> **What you will do**:
Count the lines of the records below that contain the string "backdrop", treating uppercase and lowercase as different, and give only the number.

begin Records shown

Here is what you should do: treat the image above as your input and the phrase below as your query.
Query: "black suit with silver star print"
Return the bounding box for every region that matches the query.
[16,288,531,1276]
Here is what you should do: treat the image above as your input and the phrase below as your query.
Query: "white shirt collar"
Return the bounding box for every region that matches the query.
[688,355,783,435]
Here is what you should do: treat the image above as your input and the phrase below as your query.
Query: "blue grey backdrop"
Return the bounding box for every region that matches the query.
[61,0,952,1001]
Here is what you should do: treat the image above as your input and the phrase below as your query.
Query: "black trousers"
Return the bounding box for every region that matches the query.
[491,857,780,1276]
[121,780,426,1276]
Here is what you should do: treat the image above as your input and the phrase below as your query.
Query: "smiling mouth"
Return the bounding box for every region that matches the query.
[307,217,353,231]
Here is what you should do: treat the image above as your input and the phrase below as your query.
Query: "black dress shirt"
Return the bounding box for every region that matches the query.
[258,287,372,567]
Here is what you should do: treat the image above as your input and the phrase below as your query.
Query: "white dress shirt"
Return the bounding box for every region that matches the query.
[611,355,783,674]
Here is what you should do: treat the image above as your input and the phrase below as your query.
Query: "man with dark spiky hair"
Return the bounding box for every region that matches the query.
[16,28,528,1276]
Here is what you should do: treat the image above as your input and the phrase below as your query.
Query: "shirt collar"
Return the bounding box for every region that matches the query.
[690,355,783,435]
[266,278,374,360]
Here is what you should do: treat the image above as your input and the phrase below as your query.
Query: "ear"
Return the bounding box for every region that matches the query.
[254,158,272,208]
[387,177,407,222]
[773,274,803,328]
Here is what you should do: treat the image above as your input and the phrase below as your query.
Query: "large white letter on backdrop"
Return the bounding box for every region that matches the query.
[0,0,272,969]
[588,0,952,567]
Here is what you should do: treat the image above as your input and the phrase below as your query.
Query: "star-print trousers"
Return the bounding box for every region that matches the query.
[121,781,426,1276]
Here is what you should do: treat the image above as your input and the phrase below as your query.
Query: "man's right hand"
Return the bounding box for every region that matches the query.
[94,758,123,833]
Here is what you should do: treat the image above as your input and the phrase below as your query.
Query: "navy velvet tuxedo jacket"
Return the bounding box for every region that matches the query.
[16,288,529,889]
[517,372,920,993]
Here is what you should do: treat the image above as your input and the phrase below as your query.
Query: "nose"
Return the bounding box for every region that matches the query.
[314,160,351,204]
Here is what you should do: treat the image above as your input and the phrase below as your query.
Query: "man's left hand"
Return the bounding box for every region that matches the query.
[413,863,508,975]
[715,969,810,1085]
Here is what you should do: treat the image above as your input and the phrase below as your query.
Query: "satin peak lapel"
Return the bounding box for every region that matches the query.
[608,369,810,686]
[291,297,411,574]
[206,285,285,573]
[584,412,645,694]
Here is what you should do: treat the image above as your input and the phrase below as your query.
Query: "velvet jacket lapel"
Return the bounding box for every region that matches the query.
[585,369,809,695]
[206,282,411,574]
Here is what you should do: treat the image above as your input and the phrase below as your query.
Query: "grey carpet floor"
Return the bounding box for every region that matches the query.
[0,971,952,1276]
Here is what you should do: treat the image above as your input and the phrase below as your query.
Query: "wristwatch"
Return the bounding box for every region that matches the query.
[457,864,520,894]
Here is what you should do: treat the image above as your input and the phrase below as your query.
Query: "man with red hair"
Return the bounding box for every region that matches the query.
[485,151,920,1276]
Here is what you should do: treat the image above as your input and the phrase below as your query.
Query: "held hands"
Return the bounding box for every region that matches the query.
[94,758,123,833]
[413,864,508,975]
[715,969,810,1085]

end Records shown

> **The answer**:
2